_TEXT EXCERPT_
▬▬▬▬▬▬▬▬▬▬

Misuse of antitrust for partisan purposes violates a norm intended to insulate enforcement from direct political influence and discourage politicians from exploiting enforcement decisions to further their own interests, and undermines trust in the fairness of the legal process.


Editor’s note: Last month, whistleblower John Elias—a career employee at the Department of Justice—testified before the House Judiciary Committee that the Antitrust Division, at the direction of Attorney General William Barr, undertook ten in-depth investigations of cannabis industry mergers, not for good antitrust reasons but simply because he “did not like the nature of their underlying business.” Elias also testified that the Antitrust Division opened an investigation of an emissions standards agreement between California and four major automakers at the direction of its political leadership in the immediate wake of tweets by President Trump criticizing the agreement, and made the investigation public—without first asking staff to analyze the obvious potential defense that the agreement was permissible under the antitrust laws because of California’s active involvement. Elias’s testimony raised all too familiar concerns regarding the potential politicization of antitrust under the current administration. In the text below, Jonathan Baker, a Research Professor of Law at American University Washington College of Law and former chief economist at the FTC and the FCC, explains the problems with the potential politicization of US antitrust enforcement.

Antitrust is a powerful machine— both for maintaining competition and for advancing the interests of politicians who wrest control of its operation. From his seat in the Oval Office, Lyndon Johnson held up the antitrust review of a bank acquisition until a newspaper publisher, who also ran one of the merging banks, agreed to reverse the paper’s editorial position against him.

President Nixon ordered the Justice Department not to appeal a lost court challenge to a merger by International Telephone & Telegraph, allegedly in exchange for a substantial contribution by ITT to the Republican National Convention. Nixon also threatened three major television networks with antitrust lawsuits in an effort to extract better news coverage and allegedly accepted a campaign contribution from Howard Hughes in exchange for withholding an antitrust challenge to a planned Las Vegas hotel acquisition.

Like law enforcement generally, antitrust can be corrupted by firms seeking economic advantage, as with Nixon’s alleged deals with ITT and Hughes. It can be misused by politicians for partisan purposes, as with Johnson’s and Nixon’s manipulations of journalists.

These examples provoke outrage because they violate a norm intended to insulate antitrust enforcement from direct political influence. That norm helps prevent firms from manipulating the political system to exercise market power through special-interest protectionism and crony capitalism. It also discourages politicians from exploiting enforcement decisions to further their own interests without regard to the public good.

▬▬▬▬▬▬▬▬▬▬

_ENTRIES SUPPLIED_
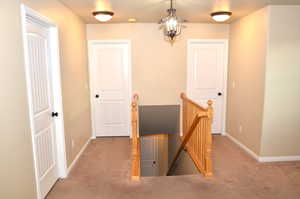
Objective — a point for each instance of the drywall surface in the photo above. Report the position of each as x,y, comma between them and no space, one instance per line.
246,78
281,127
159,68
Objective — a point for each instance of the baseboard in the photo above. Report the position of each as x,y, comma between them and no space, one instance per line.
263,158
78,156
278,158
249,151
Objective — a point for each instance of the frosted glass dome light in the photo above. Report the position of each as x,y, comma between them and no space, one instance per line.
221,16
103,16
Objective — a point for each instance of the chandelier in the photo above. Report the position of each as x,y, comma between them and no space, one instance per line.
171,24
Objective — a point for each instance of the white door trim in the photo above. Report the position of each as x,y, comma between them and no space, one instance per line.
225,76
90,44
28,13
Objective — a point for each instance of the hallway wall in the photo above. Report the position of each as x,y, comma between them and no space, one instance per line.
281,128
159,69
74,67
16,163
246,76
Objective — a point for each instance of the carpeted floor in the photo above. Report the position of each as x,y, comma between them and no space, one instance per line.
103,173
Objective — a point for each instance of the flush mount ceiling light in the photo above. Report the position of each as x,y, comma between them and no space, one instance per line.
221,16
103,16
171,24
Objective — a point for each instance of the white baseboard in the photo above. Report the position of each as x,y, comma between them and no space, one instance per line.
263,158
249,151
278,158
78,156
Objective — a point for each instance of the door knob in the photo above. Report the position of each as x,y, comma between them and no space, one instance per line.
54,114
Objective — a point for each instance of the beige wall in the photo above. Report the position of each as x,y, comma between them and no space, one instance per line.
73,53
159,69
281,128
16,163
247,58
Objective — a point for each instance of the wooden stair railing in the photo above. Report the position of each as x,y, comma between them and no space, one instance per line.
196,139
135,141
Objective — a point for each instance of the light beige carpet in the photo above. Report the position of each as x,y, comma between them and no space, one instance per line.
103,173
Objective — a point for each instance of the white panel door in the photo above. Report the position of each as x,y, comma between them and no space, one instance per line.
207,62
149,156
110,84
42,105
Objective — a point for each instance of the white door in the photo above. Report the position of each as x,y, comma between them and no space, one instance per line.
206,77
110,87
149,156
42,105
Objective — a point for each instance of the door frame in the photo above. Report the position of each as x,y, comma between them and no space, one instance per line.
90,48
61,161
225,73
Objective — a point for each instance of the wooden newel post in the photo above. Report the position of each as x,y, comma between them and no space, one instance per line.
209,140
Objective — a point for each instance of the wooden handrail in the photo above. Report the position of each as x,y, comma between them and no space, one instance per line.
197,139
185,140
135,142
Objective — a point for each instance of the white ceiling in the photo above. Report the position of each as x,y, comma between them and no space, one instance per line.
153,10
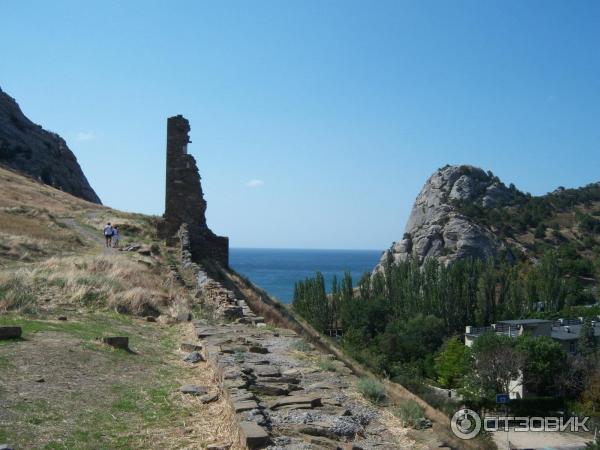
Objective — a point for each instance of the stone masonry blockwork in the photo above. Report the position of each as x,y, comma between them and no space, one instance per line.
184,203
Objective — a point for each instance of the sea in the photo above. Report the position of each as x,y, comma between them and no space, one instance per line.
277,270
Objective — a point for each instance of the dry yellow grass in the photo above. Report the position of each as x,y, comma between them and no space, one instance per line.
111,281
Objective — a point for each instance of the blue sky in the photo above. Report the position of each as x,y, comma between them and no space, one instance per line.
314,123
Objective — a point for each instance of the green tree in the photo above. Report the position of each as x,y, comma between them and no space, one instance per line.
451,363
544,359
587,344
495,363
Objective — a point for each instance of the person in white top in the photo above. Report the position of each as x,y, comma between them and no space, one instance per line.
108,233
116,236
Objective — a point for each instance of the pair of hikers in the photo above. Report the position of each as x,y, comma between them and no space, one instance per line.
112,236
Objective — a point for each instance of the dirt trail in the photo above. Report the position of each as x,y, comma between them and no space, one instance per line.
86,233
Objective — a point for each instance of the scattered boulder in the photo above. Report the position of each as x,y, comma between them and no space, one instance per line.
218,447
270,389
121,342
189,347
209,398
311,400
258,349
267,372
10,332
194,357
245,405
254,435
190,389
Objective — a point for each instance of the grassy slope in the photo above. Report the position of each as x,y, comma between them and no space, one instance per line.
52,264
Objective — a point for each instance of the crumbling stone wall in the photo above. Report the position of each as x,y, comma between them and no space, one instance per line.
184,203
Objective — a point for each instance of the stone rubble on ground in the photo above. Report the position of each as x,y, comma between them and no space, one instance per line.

▬▬▬▬▬▬▬▬▬▬

_TASKS TO COMPLETE_
a - Translate this sentence from the text on politicized antitrust enforcement into Spanish: "Antitrust is a powerful machine— both for maintaining competition and for advancing the interests of politicians who wrest control of its operation."
b - In the text on politicized antitrust enforcement, what did President Nixon allegedly accept from Howard Hughes, and in return for what?
c - Recast the paragraph beginning "President Nixon ordered the Justice Department" from the text on politicized antitrust enforcement as a bulleted list of Nixon's actions.

_SOLUTIONS IN ORDER_
a - La política antimonopolio es una máquina poderosa, tanto para preservar la competencia como para favorecer los intereses de los políticos que se hacen con el control de su funcionamiento.

b - A campaign contribution, in exchange for withholding an antitrust challenge to a planned Las Vegas hotel acquisition.

c -
- Ordered the Justice Department not to appeal a lost court challenge to an ITT merger, allegedly in exchange for a substantial ITT contribution to the Republican National Convention.
- Threatened three major television networks with antitrust lawsuits to extract better news coverage.
- Allegedly accepted a campaign contribution from Howard Hughes in exchange for withholding an antitrust challenge to a planned Las Vegas hotel acquisition.